- STATED TASK
Rewrite the stretch of the listing from the line containing "Task: set a pin on each instance of the metal" through the line containing "point(70, 235)", replacing "straw" with "hay" and leaving everything else unchanged.

- DATA IN THIS EXERCISE
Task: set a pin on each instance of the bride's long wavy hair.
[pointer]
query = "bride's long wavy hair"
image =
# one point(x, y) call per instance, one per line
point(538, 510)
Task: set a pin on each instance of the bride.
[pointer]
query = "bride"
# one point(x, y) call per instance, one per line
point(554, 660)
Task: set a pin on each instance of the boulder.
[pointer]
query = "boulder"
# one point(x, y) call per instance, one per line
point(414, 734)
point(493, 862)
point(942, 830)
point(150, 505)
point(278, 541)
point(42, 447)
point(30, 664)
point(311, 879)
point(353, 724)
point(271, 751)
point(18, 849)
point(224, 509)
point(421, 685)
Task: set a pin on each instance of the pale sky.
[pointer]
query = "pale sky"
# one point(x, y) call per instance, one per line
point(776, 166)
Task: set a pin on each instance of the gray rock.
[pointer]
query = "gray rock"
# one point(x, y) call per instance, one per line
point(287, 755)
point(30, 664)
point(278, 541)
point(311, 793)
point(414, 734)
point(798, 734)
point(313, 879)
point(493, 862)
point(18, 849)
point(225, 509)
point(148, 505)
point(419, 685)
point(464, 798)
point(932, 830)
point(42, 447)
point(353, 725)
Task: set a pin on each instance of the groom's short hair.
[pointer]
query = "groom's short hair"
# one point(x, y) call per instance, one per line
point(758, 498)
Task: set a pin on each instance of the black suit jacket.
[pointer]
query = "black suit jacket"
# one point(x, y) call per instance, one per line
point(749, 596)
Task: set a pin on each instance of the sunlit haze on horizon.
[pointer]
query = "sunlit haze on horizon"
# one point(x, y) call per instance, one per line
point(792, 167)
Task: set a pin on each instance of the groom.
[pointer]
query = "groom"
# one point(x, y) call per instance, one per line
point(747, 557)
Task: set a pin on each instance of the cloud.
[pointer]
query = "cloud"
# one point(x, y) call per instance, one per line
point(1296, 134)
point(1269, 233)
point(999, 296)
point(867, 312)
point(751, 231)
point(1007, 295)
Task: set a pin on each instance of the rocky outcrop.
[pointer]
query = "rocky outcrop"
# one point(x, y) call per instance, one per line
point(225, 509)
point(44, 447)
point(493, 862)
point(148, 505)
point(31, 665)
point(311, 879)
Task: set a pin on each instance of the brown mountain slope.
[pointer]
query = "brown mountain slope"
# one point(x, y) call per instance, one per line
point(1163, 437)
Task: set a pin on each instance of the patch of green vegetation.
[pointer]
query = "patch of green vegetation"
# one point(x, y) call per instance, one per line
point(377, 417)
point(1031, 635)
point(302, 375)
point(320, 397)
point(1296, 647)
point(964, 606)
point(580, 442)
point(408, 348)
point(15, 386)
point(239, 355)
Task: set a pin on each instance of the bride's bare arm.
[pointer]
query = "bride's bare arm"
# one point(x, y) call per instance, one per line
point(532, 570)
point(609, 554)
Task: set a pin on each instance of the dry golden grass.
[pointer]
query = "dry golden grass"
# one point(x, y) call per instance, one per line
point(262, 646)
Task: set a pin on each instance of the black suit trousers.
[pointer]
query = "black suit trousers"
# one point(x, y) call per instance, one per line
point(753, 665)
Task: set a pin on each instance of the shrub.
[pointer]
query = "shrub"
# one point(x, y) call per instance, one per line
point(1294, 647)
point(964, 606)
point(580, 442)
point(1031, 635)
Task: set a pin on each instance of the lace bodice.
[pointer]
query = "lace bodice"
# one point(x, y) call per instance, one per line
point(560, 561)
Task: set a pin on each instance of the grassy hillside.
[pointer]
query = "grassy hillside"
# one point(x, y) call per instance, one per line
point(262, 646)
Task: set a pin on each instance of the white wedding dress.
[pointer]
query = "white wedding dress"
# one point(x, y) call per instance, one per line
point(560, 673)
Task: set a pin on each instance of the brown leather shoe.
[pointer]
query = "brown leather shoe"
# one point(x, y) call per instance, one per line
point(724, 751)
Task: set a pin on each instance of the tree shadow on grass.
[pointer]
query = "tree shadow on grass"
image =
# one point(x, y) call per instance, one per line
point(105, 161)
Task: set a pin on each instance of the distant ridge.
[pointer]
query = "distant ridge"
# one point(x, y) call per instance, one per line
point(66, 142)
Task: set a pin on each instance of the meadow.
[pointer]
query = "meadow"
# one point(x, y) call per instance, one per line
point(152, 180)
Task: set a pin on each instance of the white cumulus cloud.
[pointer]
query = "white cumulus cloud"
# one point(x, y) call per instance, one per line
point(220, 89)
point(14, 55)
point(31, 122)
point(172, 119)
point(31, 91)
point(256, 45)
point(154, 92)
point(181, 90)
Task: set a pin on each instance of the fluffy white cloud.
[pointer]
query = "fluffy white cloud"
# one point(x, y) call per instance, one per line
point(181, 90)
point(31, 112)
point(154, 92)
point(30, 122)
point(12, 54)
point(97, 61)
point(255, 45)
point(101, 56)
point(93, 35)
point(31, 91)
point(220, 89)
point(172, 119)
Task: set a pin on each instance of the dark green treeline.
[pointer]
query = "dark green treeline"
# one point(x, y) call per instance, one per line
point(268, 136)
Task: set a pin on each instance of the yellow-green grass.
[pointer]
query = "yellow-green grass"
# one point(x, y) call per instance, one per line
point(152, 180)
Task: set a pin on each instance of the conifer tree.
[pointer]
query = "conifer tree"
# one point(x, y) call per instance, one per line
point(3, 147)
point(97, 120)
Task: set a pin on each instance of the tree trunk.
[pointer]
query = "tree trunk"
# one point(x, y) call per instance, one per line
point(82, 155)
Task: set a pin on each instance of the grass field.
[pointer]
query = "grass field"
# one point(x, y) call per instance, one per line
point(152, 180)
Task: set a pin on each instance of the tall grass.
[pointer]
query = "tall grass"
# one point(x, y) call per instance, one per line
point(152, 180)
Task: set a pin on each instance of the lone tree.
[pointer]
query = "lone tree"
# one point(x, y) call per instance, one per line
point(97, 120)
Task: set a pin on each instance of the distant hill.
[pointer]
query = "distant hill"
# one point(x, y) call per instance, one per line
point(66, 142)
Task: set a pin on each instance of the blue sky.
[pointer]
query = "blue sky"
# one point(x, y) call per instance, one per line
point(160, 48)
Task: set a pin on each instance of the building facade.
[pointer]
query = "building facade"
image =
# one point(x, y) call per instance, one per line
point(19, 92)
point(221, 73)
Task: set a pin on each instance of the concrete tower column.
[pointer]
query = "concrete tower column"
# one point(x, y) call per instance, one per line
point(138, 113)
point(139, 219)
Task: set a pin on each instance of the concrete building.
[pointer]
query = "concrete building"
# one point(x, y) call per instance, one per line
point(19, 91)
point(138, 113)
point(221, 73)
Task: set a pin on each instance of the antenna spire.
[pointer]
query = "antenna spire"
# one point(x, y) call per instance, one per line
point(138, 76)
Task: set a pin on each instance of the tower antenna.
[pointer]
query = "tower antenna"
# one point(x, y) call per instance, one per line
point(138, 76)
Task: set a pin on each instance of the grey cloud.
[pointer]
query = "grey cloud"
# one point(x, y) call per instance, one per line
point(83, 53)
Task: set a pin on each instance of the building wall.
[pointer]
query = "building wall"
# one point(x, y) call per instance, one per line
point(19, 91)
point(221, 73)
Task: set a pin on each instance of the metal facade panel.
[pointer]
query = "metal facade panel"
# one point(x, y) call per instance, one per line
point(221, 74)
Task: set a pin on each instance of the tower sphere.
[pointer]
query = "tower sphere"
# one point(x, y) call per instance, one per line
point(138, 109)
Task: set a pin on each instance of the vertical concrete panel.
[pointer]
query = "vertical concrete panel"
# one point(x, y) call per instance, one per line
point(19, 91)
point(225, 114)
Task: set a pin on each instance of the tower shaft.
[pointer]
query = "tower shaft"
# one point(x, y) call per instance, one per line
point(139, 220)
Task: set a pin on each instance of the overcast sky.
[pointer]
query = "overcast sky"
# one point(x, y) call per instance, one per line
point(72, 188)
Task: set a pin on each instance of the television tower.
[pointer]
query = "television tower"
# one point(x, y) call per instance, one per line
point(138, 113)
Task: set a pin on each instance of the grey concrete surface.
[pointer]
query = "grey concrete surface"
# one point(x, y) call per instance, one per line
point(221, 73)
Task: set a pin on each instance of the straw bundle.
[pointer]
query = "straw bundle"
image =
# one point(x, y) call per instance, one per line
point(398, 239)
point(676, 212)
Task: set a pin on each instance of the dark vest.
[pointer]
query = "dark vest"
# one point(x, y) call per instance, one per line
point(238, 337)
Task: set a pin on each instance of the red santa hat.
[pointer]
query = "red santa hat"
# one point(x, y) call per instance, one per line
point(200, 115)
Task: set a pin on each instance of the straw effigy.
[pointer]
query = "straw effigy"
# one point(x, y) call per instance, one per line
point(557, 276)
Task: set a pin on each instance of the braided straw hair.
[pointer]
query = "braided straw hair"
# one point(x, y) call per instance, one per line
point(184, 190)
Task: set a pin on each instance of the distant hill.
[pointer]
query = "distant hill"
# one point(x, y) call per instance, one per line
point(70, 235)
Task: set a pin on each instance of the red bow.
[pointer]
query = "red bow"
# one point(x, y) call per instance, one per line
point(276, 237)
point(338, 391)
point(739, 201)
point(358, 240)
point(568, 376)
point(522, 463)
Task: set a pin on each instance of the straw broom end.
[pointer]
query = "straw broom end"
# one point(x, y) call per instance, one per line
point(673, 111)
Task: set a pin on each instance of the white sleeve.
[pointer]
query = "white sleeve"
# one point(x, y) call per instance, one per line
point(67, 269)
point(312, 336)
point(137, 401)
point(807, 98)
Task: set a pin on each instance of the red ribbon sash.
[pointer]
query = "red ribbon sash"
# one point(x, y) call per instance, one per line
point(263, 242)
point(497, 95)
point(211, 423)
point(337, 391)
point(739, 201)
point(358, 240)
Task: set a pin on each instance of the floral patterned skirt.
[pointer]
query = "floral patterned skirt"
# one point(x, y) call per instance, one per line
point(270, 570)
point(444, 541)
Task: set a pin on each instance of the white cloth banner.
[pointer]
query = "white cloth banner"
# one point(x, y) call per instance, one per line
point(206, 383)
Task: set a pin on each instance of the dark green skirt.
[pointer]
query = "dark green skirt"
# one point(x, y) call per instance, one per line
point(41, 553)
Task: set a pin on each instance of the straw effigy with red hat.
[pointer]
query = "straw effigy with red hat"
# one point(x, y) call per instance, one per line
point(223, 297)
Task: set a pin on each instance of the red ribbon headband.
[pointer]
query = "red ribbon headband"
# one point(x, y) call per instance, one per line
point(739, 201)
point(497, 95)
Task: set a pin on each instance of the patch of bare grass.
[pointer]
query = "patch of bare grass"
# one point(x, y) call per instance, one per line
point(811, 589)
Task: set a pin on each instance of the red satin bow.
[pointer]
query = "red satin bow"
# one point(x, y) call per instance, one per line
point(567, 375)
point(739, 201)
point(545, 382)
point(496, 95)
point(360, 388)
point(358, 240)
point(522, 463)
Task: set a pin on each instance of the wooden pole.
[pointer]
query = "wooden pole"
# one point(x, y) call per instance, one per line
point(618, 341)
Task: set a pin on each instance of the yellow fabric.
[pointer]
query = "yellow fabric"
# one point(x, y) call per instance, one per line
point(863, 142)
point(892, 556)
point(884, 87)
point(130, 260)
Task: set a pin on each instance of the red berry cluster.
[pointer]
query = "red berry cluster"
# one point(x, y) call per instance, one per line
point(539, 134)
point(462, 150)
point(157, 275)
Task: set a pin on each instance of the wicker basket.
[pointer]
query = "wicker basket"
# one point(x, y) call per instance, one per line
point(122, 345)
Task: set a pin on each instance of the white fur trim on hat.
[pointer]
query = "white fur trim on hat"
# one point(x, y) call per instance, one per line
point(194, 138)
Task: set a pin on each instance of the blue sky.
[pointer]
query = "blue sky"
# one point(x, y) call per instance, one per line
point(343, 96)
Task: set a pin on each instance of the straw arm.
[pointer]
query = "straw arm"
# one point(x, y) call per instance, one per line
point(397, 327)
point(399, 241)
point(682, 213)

- REPLY
Task: set a pin on each instance of the metal facade panel.
[pointer]
query = "metal facade panel"
# one point(x, y) call per instance, one per line
point(221, 74)
Task: set a pin on each instance of the tower sphere.
[pointer]
query = "tower sphere"
# one point(x, y) call per instance, one per line
point(138, 109)
Task: set a pin on each instance of the vertical concrete panel.
[pointer]
query = "vertical concrete panel"
# one point(x, y) call per instance, one per line
point(19, 91)
point(225, 114)
Task: set a pin on each instance of the tower shaft.
[pointer]
query = "tower shaft"
# one point(x, y) call per instance, one per line
point(139, 220)
Task: set a pin on each instance of the overcast sky.
[pointer]
query = "overcast sky"
# one point(x, y) call per instance, one per line
point(72, 188)
Task: set a pin on each instance of the television tower.
[pointer]
query = "television tower"
# one point(x, y) call per instance, one per line
point(138, 113)
Task: set a pin on each instance of the grey concrete surface.
[pointer]
query = "grey concrete surface"
# one point(x, y) call per instance, one per line
point(221, 73)
Task: set a pin on each instance of the hay bundle.
[pointer]
query = "hay bundle"
image =
# one point(x, y) call per instance, one per line
point(398, 239)
point(676, 212)
Task: set a pin on each instance of the dark vest.
[pointer]
query = "dark vest"
# one point(x, y) call per instance, one per line
point(238, 337)
Task: set a pin on each instance of the red santa hat.
[pointer]
query = "red santa hat"
# one point(x, y) call per instance, one per line
point(200, 115)
Task: set a pin on each instance of the hay effigy.
[pointer]
query = "hay effigy"
# one point(x, y) call per instance, one per line
point(557, 276)
Task: set a pin on each instance of the braided hay hair.
[pointer]
query = "braided hay hair"
# one point(x, y) call per instance, one per line
point(184, 190)
Task: set a pin on each instance of the distant hill.
[pointer]
query = "distant hill"
# one point(x, y) call per instance, one per line
point(70, 235)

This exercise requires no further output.